◆ **Estratto fornito**
* * *

In particolare, in media circa metà della spesa degli Stati membri (46%) è stata allocata sulla Priorità 4 (Ecosystems management) cui si aggiunge, sempre in tema di ambiente, un ulteriore 8% andato alla Priorità 5 (Low carbon and climate resilience in agriculture and forestry), mentre il 21% delle risorse è stato destinato alla Priorità 2 (Competitiveness and viability).
Tra le novità dei PSR 2014-2020 rientrano anche la nuova misura per la Cooperazione e l'aumento della spesa per l'approccio Leader che viene percepito come lo strumento chiave, nell'ambito del FEASR, per lo sviluppo rurale in senso ampio.
Le misure più popolari sono le compensazioni per le aree soggette a svantaggi naturali, i pagamenti agro-climatico-ambientali e il sostegno agli investimenti, anche se la loro importanza relativa varia nei diversi Stati membri e nelle differenti Regioni di ciascun Paese Ue. Ad esempio, in Italia e in Germania, mentre alcune Regioni in ritardo di sviluppo continuano a sostenere la diversificazione economica, quelle più ricche puntano maggiormente su innovazione e semplificazione burocratica.
Questi cambiamenti, che il report spiega in parte come mosse strategiche, derivano da diversi fattori, come le performance deboli conseguite da alcune misure nel periodo 2007-2013, la pressione della Commissione europea per il rispetto dei target in materia di clima e ambiente e quella degli stakeholder che chiedono aiuti più consistenti a sostegno degli investimenti delle aziende agricole.
Alla base di queste novità, però, ci sarebbero anche tentativi di migliorare l'efficienza amministrativa, a fronte della preoccupazione per gli oneri di audit e della paura di incorrere in sanzioni, che in certi casi - rileva lo studio - stanno agendo come ostacoli ad un uso più creativo e flessibile del Fondo europeo agricolo di sviluppo rurale 2014-2020. La semplificazione, conclude il rapporto, continua ad essere una priorità e dovrebbe orientare i lavori di Parlamento e Consiglio dell'Unione sulla Politica Agricola Comune (PAC) anche in futuro.
I PSR in Italia
Il report propone poi un'analisi comparativa delle scelte effettuate dalle Regioni di Italia, Francia, Germania e Spagna, che rispecchiano molti dei modelli individuati nell'analisi a 28 Stati, ma con importanti distinzioni.
Ad esempio, in Germania, l'aumento del carico amministrativo e dei controlli in relazione al FEASR ha spinto in alcuni casi a sottrarre le misure più complesse all'ambito dei PSR e a finanziarle e gestirle nel quadro di politiche nazionali distinte, notificandole come aiuti di Stato. In Francia, invece, la configurazione dei PSR è stata condizionata dalla riduzione delle risorse disponibili nell'ambito del I Pilastro, che ha condotto a un uso compensativo del II Pilastro, e dal protagonismo degli stakeholder che in alcuni casi tendono a un forte conservatorismo a favore delle misure più tradizionali.

* * *

◆ **Estratto dei dati**
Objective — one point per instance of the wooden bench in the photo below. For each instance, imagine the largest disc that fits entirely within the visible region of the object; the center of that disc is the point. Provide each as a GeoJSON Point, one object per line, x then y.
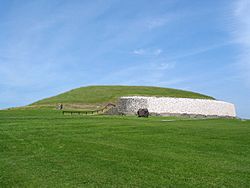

* * *

◆ **Consegna**
Scrivi il seguito del brano sui Programmi di sviluppo rurale 2014-2020, riprendendo subito dopo la sua ultima frase.

◆ **Risultato**
In Italia e in Spagna, nonostante le inevitabili differenze dovute al grado di ricchezza e in generale alla diversità delle varie Regioni, si rileva un forte accento sull'occupazione e sullo sviluppo delle imprese nei settori agricolo e forestale, mentre la capacità amministrativa appare come un fattore limitante.
Più in dettaglio, quanto all'Italia, il report ricorda che la programmazione 2014-2020 si articola in due PSR nazionali e 21 PSR regionali, a valere su risorse FEASR pari a circa 10,4 miliardi di euro.
In generale, nel nuovo settennato l'allocazione delle risorse privilegia gli obiettivi ambientali e la competitività a scapito delle risorse per la diversificazione rurale. Se sommiamo i budget, le Priorità 4 e 5 assorbono infatti il 41% dei fondi, con le Regioni meno sviluppate che si distinguono per intensità degli investimenti sulla Priorità 4 e le più sviluppate che risultano sopra la media nazionale per attenzione alla Priorità 5.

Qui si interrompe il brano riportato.